ARTIKEL:

..........

Coop gilt als fortschrittlich und nützt sein grünes Image geschickt aus. Doch es gibt durchaus widersprüchliche Aspekte.

Die Bio-Eier von freilaufenden Hühnern sind eines von über 4'000 Bio-Produkten, die Coop in seinen Läden verkauft. Auf dieses umfangreiche Sortiment ist Coop-Chef Joos Sutter stolz: «Coop hat die ökologische Entwicklung in der Schweiz sehr geprägt, insbesondere bei den Produkten.»

Dem pflichtet die Umweltschutzorganisation WWF bei. Damian Oettli, Leiter Konsum beim WWF: «Die Bilanz ist wirklich sehr grün. Coop gehört zu den Vorreitern in der Branche.»

Und Coop schlachtet dieses Image auch marketingmässig voll zu seinen Gunsten aus. Und zwar selbst dann, wenn es gesetzliche Auflagen sind, denen sich der Konzern beugen musste: Das zeigt das Beispiel der 5 Rappen-Gebühr für Plastiksäcke: «Unsere Kunden verbrauchen dank dem kleinen Betrag von 5 Rappen pro Säckli deutlich weniger Taschen», schreibt Coop in seinem Nachhaltigkeitsprogramm. Allerdings hat sich Coop vor der Einführung dieser Gebühr noch vehement gewehrt: Sie bringe keine ökologischen Vorteile und führe auch nicht zu weniger Abfall, so die damalige Argumentation.

Grün – mit verschiedenen Kehrseiten

Und auch in anderen Bereichen zeigt Coop noch ein zweites Gesicht. Zwiespältig ist das Bild etwa beim Klimaschutz: Coop investiert aktuell in neue Wasserstoff-Tankstellen und spricht sich für das neue CO2-Gesetz aus, das im Juni zur Abstimmung kommt. Andererseits wehrt sich die Mineralöl AG gegen das CO2-Gesetz. Die Firma betreibt Tankstellen und liefert Heizöl.

Brisant daran ist, dass die Mineralöl AG ein Tochterunternehmen von Coop ist. Konfrontiert mit diesen gegensätzlichen Positionen innerhalb des Konzerns, meint Coop-Chef Joos Sutter, es sei verständlich, dass die Tankstellenbetreiber, die für tausende Mitarbeiter verantwortlich seien, hier mit einer Stimme sprechen. Und: «Sie hinterfragen (in dieser Sache) nicht das Ziel, aber den Weg.»

..........

(Einträge aus einer Datensammlung)
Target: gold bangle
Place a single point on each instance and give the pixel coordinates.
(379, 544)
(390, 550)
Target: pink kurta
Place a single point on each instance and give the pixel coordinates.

..........

ARBEITSAUFTRÄGE:
[1] Schreibe sämtliche Einträge aus der Datensammlung als nummerierte Liste um und lass dabei alle Leerzeilen weg.
[2] Setze den Artikel über das grüne Image von Coop nach seinem letzten Satz fort.
Der Artikel und die Einträge stammen aus unterschiedlichen Quellen.

LÖSUNGEN:
[1]
1. Target: gold bangle
2. Place a single point on each instance and give the pixel coordinates.
3. (379, 544)
4. (390, 550)
5. Target: pink kurta
6. Place a single point on each instance and give the pixel coordinates.

[2]
Gleich ist die Situation übrigens auch bei der Konkurrenz: Die Migros ist für das CO2-Gesetz, die Tochterfirma Migrol gegen das neue CO2-Gesetz.

Zurück zum Kerngeschäft von Coop – auch da zeigt sich das andere Gesicht von Coop: Der Detailhändler deckt alle Kundensegmente ab und hat deshalb nebst teureren Bio-Produkten, auch günstigere Artikel der Prix-Garantie-Linie im Sortiment. Und diese Produkte seien ebenfalls gefragt, so Joos Sutter: «Wir haben ja Prix Garantie mit 420 Artikeln ausgebaut, jetzt haben wir total 1300 Produkte. Und die haben wirklich auch sehr gut funktioniert.»

Das Ei in der Prix Garantie-Linie stammt dann allerdings nicht vom Biohof, sondern mitunter von einem Eier-Produzenten aus dem Ausland.

WWF: «Es geht uns um das ganze Sortiment»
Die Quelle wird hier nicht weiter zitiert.